# Text section:

— start —

Tuesday, May 18, 2010

A Comment Upon RO's Blog

Remember when I said I was done arguing over silly stuff on other people's blogs? Well, read this. No, really, go ahead. I will wait.

Some of that is funny. I love it when RO writes that way. It is funny in a sad sort of way. Yes, humans can be pretty darned stupid and selfish. But did you catch what he wrote at the end? I will quote here for your convenience,

"But I still do stupid things. I don't know if it's the meat suit that makes me stupid, or if my soul is somehow retarded or what. I don't give a shit. I just want the stupid to end. Make it stop, God, make it stop. But he won't. Oh no, he just sits there grinning and knowing and loving and shit. I really hope all this crap we wade through between birth and death is just a pre-school, a prep-realm and that when we die, if we pass all the exams and demonstrate understanding and practical application of the lessons of this world that we get to land a job as a Power or something. I really want the "stupid filter" taken off. I want to see the best course of action, and also to want to take that course, to choose it and stay with it, no matter what.

— end —

# Provided material:
— start —

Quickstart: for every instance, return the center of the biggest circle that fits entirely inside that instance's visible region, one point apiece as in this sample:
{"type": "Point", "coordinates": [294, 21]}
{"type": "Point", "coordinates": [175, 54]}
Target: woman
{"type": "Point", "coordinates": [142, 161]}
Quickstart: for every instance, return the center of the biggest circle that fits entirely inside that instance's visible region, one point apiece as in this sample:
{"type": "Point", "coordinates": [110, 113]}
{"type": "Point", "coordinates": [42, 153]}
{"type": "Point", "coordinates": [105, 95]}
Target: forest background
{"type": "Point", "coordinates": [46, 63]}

— end —
— start —

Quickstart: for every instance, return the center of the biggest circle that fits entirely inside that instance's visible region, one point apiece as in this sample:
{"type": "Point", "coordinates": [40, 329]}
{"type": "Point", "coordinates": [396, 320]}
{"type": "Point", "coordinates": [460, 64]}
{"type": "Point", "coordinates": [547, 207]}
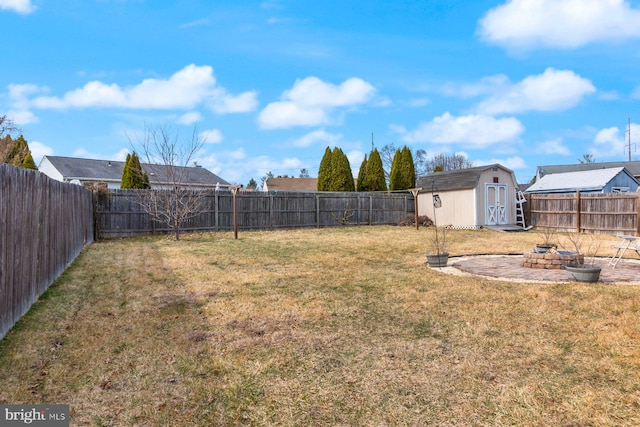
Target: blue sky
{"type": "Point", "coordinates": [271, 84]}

— end —

# What this exercise asks:
a. Reproduce word for word the part of the blog post starting with "Tuesday, May 18, 2010" and going on through "I will wait.".
b. In the blog post's quoted passage, what does the writer say they really want taken off?

# Solutions by task:
a.
Tuesday, May 18, 2010

A Comment Upon RO's Blog

Remember when I said I was done arguing over silly stuff on other people's blogs? Well, read this. No, really, go ahead. I will wait.

b. The "stupid filter."